### Materials provided:

— Begin —

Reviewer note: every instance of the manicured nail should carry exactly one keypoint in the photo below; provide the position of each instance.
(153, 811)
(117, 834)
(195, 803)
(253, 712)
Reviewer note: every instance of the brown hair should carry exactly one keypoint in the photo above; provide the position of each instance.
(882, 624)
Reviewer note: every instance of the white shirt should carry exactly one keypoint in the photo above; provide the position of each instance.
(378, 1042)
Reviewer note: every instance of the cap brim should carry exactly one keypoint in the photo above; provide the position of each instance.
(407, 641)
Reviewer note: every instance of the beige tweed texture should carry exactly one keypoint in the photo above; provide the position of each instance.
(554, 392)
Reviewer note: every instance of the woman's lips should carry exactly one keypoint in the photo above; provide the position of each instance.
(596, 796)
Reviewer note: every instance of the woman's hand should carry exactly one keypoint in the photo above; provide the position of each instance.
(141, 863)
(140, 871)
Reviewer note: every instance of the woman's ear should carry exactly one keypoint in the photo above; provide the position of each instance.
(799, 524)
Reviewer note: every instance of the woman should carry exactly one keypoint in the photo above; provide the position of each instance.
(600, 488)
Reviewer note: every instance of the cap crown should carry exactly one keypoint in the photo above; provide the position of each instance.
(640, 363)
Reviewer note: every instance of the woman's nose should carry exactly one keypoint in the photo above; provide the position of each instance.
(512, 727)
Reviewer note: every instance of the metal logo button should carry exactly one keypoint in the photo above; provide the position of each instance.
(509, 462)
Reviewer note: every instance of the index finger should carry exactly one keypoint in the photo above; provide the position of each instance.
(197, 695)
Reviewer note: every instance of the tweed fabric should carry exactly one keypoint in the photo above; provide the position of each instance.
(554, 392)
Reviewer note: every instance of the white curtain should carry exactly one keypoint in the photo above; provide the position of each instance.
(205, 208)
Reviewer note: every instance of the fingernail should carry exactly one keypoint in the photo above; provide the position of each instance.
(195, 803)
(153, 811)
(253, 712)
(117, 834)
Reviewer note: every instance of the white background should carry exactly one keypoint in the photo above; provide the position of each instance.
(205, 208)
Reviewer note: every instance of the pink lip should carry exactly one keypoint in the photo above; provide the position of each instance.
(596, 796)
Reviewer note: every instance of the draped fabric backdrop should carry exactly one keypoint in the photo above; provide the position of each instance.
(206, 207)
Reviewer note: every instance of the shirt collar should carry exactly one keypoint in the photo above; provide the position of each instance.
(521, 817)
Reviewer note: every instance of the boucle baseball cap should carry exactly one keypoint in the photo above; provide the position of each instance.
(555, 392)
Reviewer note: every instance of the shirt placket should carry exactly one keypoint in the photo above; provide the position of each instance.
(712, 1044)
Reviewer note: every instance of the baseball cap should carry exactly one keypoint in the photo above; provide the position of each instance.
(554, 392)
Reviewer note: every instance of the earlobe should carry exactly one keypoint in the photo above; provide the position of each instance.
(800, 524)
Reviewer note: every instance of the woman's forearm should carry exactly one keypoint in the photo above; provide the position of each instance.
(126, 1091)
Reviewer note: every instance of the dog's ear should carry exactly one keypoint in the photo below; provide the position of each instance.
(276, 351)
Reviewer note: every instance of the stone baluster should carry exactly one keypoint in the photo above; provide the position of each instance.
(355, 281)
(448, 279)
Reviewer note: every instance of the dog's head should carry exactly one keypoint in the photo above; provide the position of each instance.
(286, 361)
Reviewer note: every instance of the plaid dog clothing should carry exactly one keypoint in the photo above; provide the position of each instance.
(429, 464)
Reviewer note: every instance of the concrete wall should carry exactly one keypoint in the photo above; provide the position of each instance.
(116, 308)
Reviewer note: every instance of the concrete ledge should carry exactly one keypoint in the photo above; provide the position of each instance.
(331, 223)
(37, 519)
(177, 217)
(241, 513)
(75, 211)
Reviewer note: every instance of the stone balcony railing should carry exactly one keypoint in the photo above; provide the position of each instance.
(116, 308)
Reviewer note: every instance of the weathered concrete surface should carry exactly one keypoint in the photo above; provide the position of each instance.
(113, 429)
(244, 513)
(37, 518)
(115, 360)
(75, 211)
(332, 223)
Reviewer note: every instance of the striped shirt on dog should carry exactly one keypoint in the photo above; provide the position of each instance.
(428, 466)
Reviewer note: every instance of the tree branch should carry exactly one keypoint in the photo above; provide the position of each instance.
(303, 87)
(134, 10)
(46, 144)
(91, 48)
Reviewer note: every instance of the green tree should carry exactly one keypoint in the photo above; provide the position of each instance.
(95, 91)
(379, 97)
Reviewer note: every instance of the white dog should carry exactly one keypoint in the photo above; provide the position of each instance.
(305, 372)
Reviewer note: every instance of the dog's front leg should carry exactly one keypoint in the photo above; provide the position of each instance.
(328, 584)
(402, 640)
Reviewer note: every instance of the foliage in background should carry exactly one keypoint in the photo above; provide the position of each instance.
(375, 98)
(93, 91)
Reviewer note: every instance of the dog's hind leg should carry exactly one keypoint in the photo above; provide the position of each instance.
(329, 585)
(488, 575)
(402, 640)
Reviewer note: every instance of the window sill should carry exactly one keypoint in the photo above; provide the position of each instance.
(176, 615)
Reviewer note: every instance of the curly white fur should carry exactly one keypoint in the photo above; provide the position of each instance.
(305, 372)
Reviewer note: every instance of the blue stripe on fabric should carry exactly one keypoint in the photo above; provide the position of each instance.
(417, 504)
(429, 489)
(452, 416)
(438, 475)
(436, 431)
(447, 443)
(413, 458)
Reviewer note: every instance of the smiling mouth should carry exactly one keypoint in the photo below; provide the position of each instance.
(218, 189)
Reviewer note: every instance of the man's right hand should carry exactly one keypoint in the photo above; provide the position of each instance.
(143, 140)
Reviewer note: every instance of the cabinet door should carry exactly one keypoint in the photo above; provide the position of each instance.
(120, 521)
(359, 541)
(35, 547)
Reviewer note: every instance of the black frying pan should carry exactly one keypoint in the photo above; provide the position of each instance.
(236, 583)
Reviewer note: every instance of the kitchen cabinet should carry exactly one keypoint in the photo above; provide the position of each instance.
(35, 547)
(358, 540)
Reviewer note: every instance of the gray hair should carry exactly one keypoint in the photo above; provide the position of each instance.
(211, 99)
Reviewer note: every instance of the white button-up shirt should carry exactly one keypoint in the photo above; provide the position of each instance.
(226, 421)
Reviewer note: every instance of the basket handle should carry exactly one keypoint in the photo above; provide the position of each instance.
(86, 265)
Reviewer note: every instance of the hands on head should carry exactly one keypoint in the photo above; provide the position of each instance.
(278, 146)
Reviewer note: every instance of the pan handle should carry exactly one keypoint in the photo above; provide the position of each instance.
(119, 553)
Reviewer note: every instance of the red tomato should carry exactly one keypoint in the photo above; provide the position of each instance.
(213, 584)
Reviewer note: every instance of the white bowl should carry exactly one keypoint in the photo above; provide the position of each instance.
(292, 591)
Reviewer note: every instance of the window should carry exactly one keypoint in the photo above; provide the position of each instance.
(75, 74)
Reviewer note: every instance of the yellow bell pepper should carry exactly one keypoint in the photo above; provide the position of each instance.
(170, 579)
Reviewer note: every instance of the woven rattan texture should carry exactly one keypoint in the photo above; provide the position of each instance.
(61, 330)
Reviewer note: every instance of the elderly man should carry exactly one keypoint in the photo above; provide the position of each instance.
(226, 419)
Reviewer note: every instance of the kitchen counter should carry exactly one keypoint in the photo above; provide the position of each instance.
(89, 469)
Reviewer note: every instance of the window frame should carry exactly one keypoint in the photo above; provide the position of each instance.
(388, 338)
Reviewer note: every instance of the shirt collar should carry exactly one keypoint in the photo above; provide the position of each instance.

— End —

### The request:
Reproduce all of the material above verbatim, line by line, with no changes to wording, punctuation, or order.

### Written solution:
Reviewer note: every instance of the manicured nail should carry exactly one keypoint in the photo below; provide the position of each instance.
(153, 811)
(117, 834)
(195, 803)
(253, 712)
Reviewer note: every instance of the brown hair should carry exactly one keypoint in the photo above; provide the position of each instance.
(882, 624)
Reviewer note: every instance of the white shirt should carry exactly one keypoint in the photo above; provide the position of each instance.
(378, 1042)
Reviewer note: every instance of the cap brim should carry exactly one keypoint in the photo above; provide the position of each instance.
(407, 641)
Reviewer note: every instance of the beige tweed texture should carry exactly one keypoint in the photo above; provide the position of each instance.
(554, 392)
Reviewer note: every instance of the woman's lips should carry exactly one keypoint in the photo above; provide the position of each instance.
(596, 796)
Reviewer note: every instance of the woman's hand should carry exactly one keypoint in the photo above; provide the position of each instance.
(141, 863)
(140, 871)
Reviewer note: every instance of the woman's ear should carry exactly one keypoint in the photo above; provide the position of each instance.
(799, 524)
Reviewer note: every instance of the woman should carry exactly one keypoint in the photo above; provide the position of each instance.
(600, 488)
Reviewer note: every instance of the cap crown should carry exactly one keypoint in the photo above; provide the position of each instance.
(640, 363)
Reviewer note: every instance of the woman's nose should carry exactly one keypoint in the photo above; provide the position of each instance.
(512, 727)
Reviewer note: every instance of the metal logo button should carry exactly one keypoint in the photo above; provide the position of each instance.
(509, 462)
Reviewer note: every instance of the index finger should carry exactly one keypoint in the photo above; provide the position of each instance.
(197, 695)
Reviewer note: every instance of the tweed fabric should carry exactly one keypoint in the photo above; provide the position of each instance.
(554, 392)
Reviewer note: every instance of the white curtain should carry exactly one keypoint in the photo above; provide the position of each instance.
(205, 208)
Reviewer note: every instance of the fingernail should carry exactly one keypoint in the photo above; provide the position of each instance.
(195, 803)
(153, 811)
(253, 712)
(117, 834)
Reviewer note: every instance of the white background should carry exactly one keypoint in the photo above; provide the position of each instance.
(205, 208)
Reviewer note: every instance of the pink lip should carry exactly one keypoint in the photo above; provide the position of each instance.
(596, 796)
Reviewer note: every instance of the draped fabric backdrop should carry exactly one keypoint in the photo above; provide the position of each instance.
(206, 207)
Reviewer note: every instance of the shirt collar should carry exactly one keypoint in the photo above; provide the position of each instance.
(521, 817)
Reviewer note: every instance of the boucle baseball cap should carry exactly one keypoint in the photo above; provide the position of each instance.
(555, 392)
Reviewer note: every instance of the shirt placket should carry exactly one keypoint in the photo above; provide the position of each instance.
(712, 1044)
Reviewer note: every instance of the baseball cap should carry exactly one keypoint in the photo above; provide the position of each instance.
(554, 392)
Reviewer note: every instance of the earlobe should carry exactly one keypoint in the photo above; provide the position of each instance.
(800, 524)
Reviewer note: every instance of the woman's forearm should carry exactly one keypoint in the photo above; provide the position of each instance.
(126, 1091)
Reviewer note: every instance of the dog's ear should carry exactly one keypoint in the photo below; provide the position of each instance.
(276, 351)
Reviewer note: every instance of the stone baluster should carry exactly one keypoint in the photo above; provide the position of each instance.
(355, 281)
(448, 279)
Reviewer note: every instance of the dog's head should carry exactly one keypoint in the photo above; provide the position of each instance.
(286, 361)
Reviewer note: every instance of the plaid dog clothing should carry exactly one keypoint in the photo above; provide the position of each instance.
(429, 464)
Reviewer note: every instance of the concrete wall should carry exactly one keypoint in the photo above; provide the position of each instance.
(116, 308)
Reviewer note: every instance of the concrete ledge should carry exactly one keypoint in the photo above; provide the position of each instance.
(331, 223)
(37, 519)
(177, 217)
(241, 513)
(75, 211)
Reviewer note: every instance of the stone balcony railing should carry exactly one keypoint in the photo above; provide the position of each instance.
(116, 308)
Reviewer note: every instance of the weathered concrete surface should carry exactly one keypoint in the photo above; provide the position of each instance.
(113, 429)
(244, 513)
(37, 518)
(115, 360)
(75, 211)
(332, 223)
Reviewer note: every instance of the striped shirt on dog should carry exactly one keypoint in the photo above; provide the position of each instance.
(428, 466)
Reviewer note: every instance of the tree branch should carry exactly one keypoint in the photo above; provide the position of each instance.
(303, 87)
(134, 10)
(46, 144)
(91, 48)
Reviewer note: every instance of the green tree should carry exactly one keypoint in the photo above; provide the position of each instance.
(95, 91)
(379, 97)
Reviewer note: every instance of the white dog should carry exactly one keypoint in the photo above; provide the position of each instance.
(305, 372)
Reviewer note: every instance of the dog's front leg should carry exactly one keypoint in the photo above; provide the position of each instance.
(328, 584)
(402, 640)
Reviewer note: every instance of the foliage in background should carry exactly one keypoint in the photo above; provide the position of each instance.
(375, 98)
(93, 91)
Reviewer note: every instance of the dog's hind leg should carry exactly one keypoint in the photo above; provide the position of each instance.
(329, 585)
(488, 575)
(402, 640)
Reviewer note: every instance of the window sill should carry exactly one keypoint in the photo above; provide the position of each instance.
(176, 615)
Reviewer note: every instance of the curly white fur should carry exactly one keypoint in the photo above; provide the position of each instance.
(305, 372)
Reviewer note: every instance of the blue stripe on fabric should carry exactly one keypoint in the photo above; provide the position of each instance.
(417, 504)
(429, 489)
(452, 416)
(438, 475)
(436, 431)
(447, 443)
(413, 458)
Reviewer note: every instance of the smiling mouth should carry exactly one keypoint in the photo below; provide the position of each instance.
(218, 189)
Reviewer note: every instance of the man's right hand should carry exactly one keypoint in the photo above; provide the position of each instance.
(143, 140)
Reviewer note: every instance of the cabinet door should carry exactly one keypoint in the photo above; provide the position of each instance.
(120, 521)
(359, 541)
(35, 547)
Reviewer note: every instance of the black frying pan should carry exactly one keypoint in the photo above; provide the position of each instance.
(236, 583)
Reviewer note: every instance of the kitchen cabinet should carry exactly one keypoint in the photo above; provide the position of each instance.
(35, 547)
(358, 540)
Reviewer note: every instance of the gray hair should carry exactly one keypoint in the photo above; provide the position of each instance.
(211, 99)
Reviewer note: every instance of the white button-up shirt should carry exactly one keypoint in the photo above; provide the position of each instance.
(226, 421)
Reviewer note: every instance of the basket handle should carry exactly one keypoint in the photo above; provide the position of each instance.
(86, 265)
Reviewer note: every instance of the hands on head should carry exactly one keypoint in the photo above; provide the position of each instance.
(278, 146)
Reviewer note: every instance of the pan handle should carry exactly one keypoint in the photo above; provide the position of each instance.
(119, 553)
Reviewer note: every instance of the red tomato should carry exactly one keypoint in the photo above; provide the position of each instance.
(213, 584)
Reviewer note: every instance of the white bowl should carry exactly one keypoint in the photo above; provide the position of each instance.
(292, 591)
Reviewer note: every instance of the window should carry exactly one keypoint in the photo above; provide the position of each instance.
(75, 74)
Reviewer note: every instance of the yellow bell pepper should carry exactly one keypoint in the photo above; provide the position of each instance.
(170, 579)
Reviewer note: every instance of the woven rattan texture should carry exactly one keypoint in the photo above; provide the position of each instance.
(61, 330)
Reviewer note: every instance of the elderly man should carry exactly one keypoint in the photo above; provide the position of each instance.
(226, 419)
Reviewer note: every instance of the kitchen counter should carry exactly one keypoint in the photo above; provide the position of each instance.
(89, 469)
Reviewer note: every instance of the window frame should carry exactly one keypoint in the photo above; provide the position of each instance.
(388, 338)
Reviewer note: every instance of the shirt collar should carry exactly one keypoint in the photo above; provide the position of each instance.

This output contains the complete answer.